(Annotation records)
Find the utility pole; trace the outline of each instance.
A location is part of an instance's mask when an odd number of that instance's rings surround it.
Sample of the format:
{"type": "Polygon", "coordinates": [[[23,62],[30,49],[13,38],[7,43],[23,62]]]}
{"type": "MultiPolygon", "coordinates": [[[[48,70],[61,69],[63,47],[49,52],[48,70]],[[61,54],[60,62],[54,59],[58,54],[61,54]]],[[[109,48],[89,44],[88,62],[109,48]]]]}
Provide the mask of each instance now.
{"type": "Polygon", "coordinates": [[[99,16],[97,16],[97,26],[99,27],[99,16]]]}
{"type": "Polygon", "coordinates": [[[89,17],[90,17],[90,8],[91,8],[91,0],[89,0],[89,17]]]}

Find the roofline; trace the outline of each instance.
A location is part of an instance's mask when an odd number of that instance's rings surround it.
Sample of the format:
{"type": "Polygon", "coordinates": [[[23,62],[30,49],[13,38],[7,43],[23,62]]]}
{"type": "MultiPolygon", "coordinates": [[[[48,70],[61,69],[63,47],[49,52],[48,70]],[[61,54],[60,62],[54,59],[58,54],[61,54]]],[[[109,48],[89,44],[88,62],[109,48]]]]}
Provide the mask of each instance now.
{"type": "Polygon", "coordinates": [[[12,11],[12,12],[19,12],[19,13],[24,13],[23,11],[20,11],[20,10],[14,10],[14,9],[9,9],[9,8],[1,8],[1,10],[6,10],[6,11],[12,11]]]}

...

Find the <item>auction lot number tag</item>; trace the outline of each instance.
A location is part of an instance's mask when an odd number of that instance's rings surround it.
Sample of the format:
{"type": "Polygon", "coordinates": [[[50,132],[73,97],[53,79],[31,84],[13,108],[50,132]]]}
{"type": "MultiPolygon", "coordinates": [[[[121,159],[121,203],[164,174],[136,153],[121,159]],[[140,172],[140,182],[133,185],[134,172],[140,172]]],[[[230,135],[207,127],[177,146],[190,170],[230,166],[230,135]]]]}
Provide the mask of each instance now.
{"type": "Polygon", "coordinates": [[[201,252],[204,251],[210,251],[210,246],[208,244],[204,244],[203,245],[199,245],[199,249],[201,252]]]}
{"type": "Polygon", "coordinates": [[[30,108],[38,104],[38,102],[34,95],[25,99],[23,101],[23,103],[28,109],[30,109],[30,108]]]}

---

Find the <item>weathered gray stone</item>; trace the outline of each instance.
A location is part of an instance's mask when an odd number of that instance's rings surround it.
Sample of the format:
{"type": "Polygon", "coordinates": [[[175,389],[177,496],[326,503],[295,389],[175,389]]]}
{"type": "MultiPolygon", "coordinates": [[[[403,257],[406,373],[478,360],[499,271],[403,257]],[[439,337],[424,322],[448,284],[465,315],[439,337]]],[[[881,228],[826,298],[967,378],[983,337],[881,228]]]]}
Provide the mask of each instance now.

*TASK DETAILS:* Pull out every line of the records that contains the string "trace", treating uppercase and lowercase as distinct.

*FULL ANSWER:*
Find the utility pole; trace the outline of each instance.
Find the roofline; trace the outline of each instance.
Find the <item>auction lot number tag</item>; trace the outline of each instance.
Find the <item>weathered gray stone</item>; trace the outline of each instance.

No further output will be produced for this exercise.